### TASK DESCRIPTION
Please tally the lines below that contain the string "hair", treating uppercase and lowercase letters as different, and give only the number.

### RAW RECORDS

——

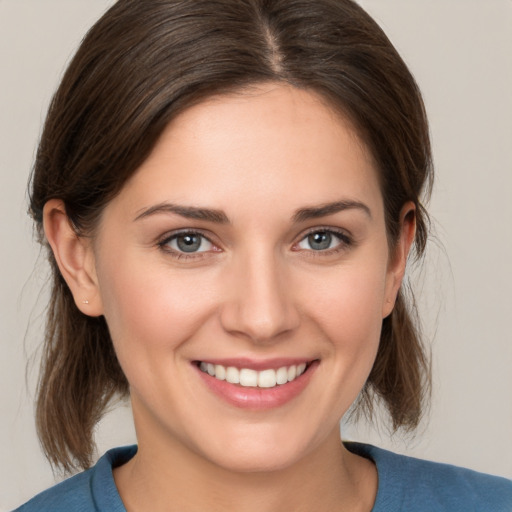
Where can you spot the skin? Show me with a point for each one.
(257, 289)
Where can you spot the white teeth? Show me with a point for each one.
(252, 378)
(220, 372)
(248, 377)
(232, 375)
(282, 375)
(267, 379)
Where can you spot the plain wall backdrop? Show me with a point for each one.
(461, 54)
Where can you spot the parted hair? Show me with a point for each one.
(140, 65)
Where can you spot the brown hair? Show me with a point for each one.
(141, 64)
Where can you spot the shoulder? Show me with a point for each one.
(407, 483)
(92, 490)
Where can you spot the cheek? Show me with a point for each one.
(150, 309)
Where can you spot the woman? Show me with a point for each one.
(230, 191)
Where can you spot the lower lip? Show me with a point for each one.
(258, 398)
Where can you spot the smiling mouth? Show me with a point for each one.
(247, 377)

——

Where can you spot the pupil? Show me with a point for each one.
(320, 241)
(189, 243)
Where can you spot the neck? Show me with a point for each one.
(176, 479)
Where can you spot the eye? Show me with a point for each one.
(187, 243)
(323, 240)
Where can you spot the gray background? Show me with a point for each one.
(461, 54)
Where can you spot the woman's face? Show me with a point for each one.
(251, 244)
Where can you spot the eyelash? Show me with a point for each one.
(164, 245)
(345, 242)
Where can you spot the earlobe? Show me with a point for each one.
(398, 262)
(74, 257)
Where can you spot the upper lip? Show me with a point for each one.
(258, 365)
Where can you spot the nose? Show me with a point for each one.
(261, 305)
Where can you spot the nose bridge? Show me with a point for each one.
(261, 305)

——

### RESULT FOR THIS EXERCISE
2